[Document excerpt]

The simple question asked is this. Is there any reason why not just one bank but all of them, not just one part of the securitizing chain of businesses, but all of them,  would allow such rampant ‘clerical’ malpractice? And the answer seems to be – the clerical error was there to cover over a far more serious and actual fraud.  How can we possibly suggest such a thing?  Because some of the banks involved have started to file suits accusing each other of exactly that.

I will continue this in the next part. There should be three parts altogether. Taking it from single signatures, through national level fraud up to its international and political consequences. Because that is where we are now.  Financial crisis in nations are increasingly determining and provoking political confrontations between entire nations.

12 thoughts on “The Gathering Storm – Part 1”

  1. Really great piece Golem, and I say that as the editor and publisher or your book. Look forward to reading the next parts

  2. Thanks for a clear explanation of the problem Golem.

    It's all quite ludicrous, like attempting to counterfeit currency merely by photocopying it. Surely the banks with their sophisticated teams of lawyers and analysts could have had the foresight in these last two years to predict that this would all unravel.

[/Document excerpt]
[Information given]

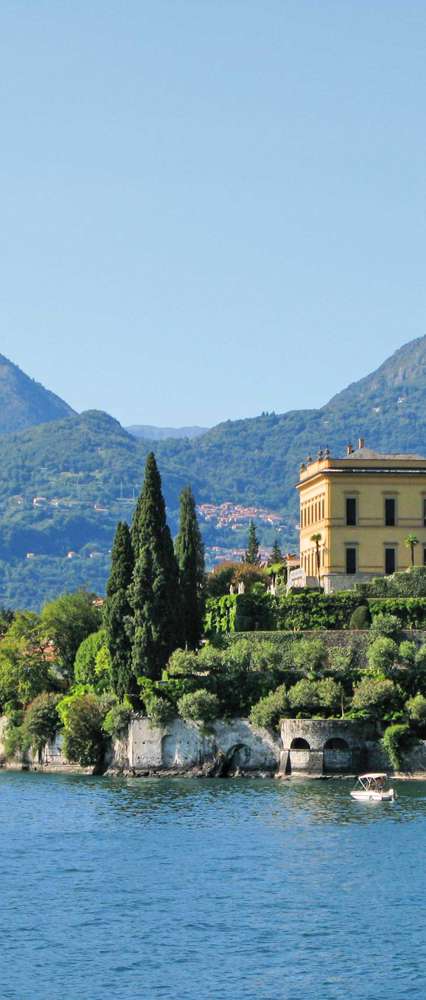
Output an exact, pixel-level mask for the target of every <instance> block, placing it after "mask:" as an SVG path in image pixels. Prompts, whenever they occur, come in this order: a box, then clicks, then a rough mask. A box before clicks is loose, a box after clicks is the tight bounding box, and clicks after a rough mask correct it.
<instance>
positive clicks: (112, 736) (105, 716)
mask: <svg viewBox="0 0 426 1000" xmlns="http://www.w3.org/2000/svg"><path fill="white" fill-rule="evenodd" d="M131 715H132V706H131V704H130V701H127V700H125V701H116V702H114V704H113V705H112V706H111V708H110V709H109V711H108V712H107V713H106V716H105V718H104V720H103V723H102V729H103V731H104V733H106V734H107V736H112V737H116V736H120V734H121V733H123V731H124V730H125V729H126V728H127V726H128V725H129V722H130V719H131Z"/></svg>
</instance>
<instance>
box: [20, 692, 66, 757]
mask: <svg viewBox="0 0 426 1000" xmlns="http://www.w3.org/2000/svg"><path fill="white" fill-rule="evenodd" d="M60 700H61V695H58V694H49V693H48V692H47V691H44V692H43V694H39V695H38V697H37V698H34V701H32V702H31V704H30V705H28V708H27V710H26V712H25V716H24V722H23V728H24V730H25V733H26V736H27V737H28V743H29V745H30V746H32V747H33V748H34V750H36V751H37V752H38V753H40V752H41V751H42V749H43V747H44V746H45V745H46V743H48V742H49V740H53V739H54V737H55V735H56V733H57V731H58V729H59V727H60V725H61V720H60V718H59V715H58V708H57V706H58V703H59V701H60Z"/></svg>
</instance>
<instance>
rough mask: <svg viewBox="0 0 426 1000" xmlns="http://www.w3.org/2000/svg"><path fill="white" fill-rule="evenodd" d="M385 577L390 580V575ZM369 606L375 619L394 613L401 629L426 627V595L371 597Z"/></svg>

[/Information given]

▶ _Work item A_:
In the bank fraud post, how many parts does the writer say the series will have in all?
▶ _Work item B_:
Carry the bank fraud post forward from the point where it stops.
The lines above are separate material, unrelated to the bank fraud post.

▶ _Your response A_:
Three parts.

▶ _Your response B_:
    They must be supremely arrogant in their confidence that governments will bend to their will. It makes me re-consider those conspiracy theories regarding hidden agendas of unelected World governments.

  3. I still fear that pressure from the federal govt will result in state AGs eventually just waving thousands & thousands of foreclosures through court, under the pretense of "problem solved." The last governor to attempt to put a spanner in the works of mortgage fraud was Eliot Spitzer. We know what happened to him.

  4. Counterfeiting currency by photocopying isn't ludicrous, it's genius. i have a friend who always bangs on about forged twenties. He showed me one they were printing up the valleys (not involved may i add), near perfect with silver except for no raised writing, paper not waxy enough and the foil line was not all the way through when you held it up.

    Linda Green the human servant (got a song about her half finished for you Rich, to do with your stakes 😉 ) That had nothing to do with the forgery as such, as nobody knew what her signature looked like ( we all know a £20).
    That's all about the trust, faith in the system.

    But when profit has the most gravity, compassion, empathy, profit for the soul and trust are forgotten in the animal drive.
    I'm sure alot of these bankers did it to help their own families get ahead, basic drives uncluttered. Like drunks on a saturday night, blinkered with their lizard brains switched to turbo.

    Is evolution brought around by harsh events? Resistant Superbug making little Johnny sick because his mum tries to wipe everything out with chemicals.

    If so for us to evolve it's gotta go bang and then we see who wins.

    The Empire, guest starring Barry Soetoro and his Bildeberg mates or the masses.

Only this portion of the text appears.